**Text passage:**
━━━━━━━━━━━━━━━━━━━━━━━━━━━━━━

M. australica is a gregarious ectoparasitoid and when the female oviposits on a host she releases a pheromone which attracts other females to that site. All of the progeny resulting form a mating are laid on the same host and they develop together, consuming the host's tissues and eventually killing it. The newly mature females move to the original oviposition site and release a pheromone which induces nearby females to co-operate in forming a group, called a "chewing circle", which chews through the cuticle of the host allowing the adult wasps to escape. The adults, however are solitary and after mating the males die and the females move to a new host.

━━━━━━━━━━━━━━━━━━━━━━━━━━━━━━

**Brief A:**
Answer these questions about the passage on M. australica, one per line:
(i) What does the female release when she oviposits on a host?
(ii) What is the group formed by the newly mature females called?
(iii) What happens to the males after mating?
**Brief B:** Reproduce the passage on M. australica word for word, from "M. australica is" up to and including "a new host.".
**Brief C:** Extend the passage on M. australica, picking up right after its final sentence.
The records have nothing to do with the passage on M. australica.

━━━━━━━━━━━━━━━━━━━━━━━━━━━━━━

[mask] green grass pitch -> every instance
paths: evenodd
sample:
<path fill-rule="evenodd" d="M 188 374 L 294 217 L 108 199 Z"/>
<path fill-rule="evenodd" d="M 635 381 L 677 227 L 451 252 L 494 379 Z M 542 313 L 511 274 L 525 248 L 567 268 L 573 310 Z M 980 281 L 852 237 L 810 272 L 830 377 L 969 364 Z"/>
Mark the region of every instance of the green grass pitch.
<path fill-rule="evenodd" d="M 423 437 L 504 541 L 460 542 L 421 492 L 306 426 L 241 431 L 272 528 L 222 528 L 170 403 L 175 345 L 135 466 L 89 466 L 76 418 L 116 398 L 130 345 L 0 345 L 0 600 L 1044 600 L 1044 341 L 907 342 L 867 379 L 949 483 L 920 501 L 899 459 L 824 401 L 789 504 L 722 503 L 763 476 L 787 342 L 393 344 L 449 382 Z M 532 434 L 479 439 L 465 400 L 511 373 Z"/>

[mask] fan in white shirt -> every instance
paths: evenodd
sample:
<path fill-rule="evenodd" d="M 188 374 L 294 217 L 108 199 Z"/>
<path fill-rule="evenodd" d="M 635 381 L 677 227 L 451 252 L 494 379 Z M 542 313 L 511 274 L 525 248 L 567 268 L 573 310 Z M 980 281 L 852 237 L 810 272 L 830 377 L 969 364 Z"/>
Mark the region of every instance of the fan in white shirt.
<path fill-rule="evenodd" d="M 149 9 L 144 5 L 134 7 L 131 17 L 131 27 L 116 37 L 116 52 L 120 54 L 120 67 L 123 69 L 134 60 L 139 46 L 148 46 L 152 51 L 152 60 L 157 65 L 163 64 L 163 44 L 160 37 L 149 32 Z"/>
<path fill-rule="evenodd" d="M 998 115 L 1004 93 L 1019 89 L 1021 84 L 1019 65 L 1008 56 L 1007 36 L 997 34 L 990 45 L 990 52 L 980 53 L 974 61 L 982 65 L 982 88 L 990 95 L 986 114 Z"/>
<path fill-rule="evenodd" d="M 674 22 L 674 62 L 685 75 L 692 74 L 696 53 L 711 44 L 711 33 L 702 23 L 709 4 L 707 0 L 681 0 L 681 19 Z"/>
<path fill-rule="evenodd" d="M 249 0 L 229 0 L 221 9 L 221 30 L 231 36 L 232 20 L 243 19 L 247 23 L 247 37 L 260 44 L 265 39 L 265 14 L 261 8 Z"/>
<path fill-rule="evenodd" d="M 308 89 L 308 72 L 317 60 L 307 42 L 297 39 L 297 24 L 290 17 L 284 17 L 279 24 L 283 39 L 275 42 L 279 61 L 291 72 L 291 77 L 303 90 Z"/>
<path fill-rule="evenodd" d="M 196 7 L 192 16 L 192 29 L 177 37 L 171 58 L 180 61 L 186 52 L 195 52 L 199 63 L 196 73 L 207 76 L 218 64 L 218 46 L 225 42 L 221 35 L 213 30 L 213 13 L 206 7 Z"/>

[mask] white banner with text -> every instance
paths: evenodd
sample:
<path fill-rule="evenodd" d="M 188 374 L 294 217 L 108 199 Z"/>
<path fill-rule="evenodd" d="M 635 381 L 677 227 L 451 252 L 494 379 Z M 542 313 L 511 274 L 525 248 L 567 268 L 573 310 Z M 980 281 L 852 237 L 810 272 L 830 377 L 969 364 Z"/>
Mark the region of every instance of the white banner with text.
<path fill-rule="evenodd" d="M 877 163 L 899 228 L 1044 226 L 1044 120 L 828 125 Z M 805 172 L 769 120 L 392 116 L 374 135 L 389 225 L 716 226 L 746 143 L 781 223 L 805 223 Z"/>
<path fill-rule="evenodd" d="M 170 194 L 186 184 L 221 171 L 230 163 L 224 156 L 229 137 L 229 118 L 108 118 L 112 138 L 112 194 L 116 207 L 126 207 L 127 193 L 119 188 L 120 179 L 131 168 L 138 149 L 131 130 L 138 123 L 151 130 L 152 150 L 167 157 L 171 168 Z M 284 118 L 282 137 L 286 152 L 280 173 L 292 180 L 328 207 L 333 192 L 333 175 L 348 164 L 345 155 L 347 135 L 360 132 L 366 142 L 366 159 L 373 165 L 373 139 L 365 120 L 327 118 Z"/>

━━━━━━━━━━━━━━━━━━━━━━━━━━━━━━

**Final answer A:**
(i) A pheromone that attracts other females to that site.
(ii) A "chewing circle."
(iii) They die.

**Final answer B:**
M. australica is a gregarious ectoparasitoid and when the female oviposits on a host she releases a pheromone which attracts other females to that site. All of the progeny resulting form a mating are laid on the same host and they develop together, consuming the host's tissues and eventually killing it. The newly mature females move to the original oviposition site and release a pheromone which induces nearby females to co-operate in forming a group, called a "chewing circle", which chews through the cuticle of the host allowing the adult wasps to escape. The adults, however are solitary and after mating the males die and the females move to a new host.

**Final answer C:**
Females seem to detect the cells of the hosts by chemical means and once a nest is detected the female remains in its vicinity but they do not appear to be attracted to the cells, rather they are "chemically arrested". Female M. australica have been observed excavating access holes through the mud walls of the nests of Pison sp. with their mandibles, just one hole per cell was excavated and several females were observed working on each hole. Only a single female at a time worked on the digging, each taking turns. Adult females are responsive to light, phototaxis, with the crawlers being negatively phototaxic and the fliers positively phototaxic, i.e. attracted to light, so that they leave the host nest after mating. The females can delay feeding and egg laying for several weeks until the host reaches an appropriate developmental stage, they will even wait in empty cells until the host uses them.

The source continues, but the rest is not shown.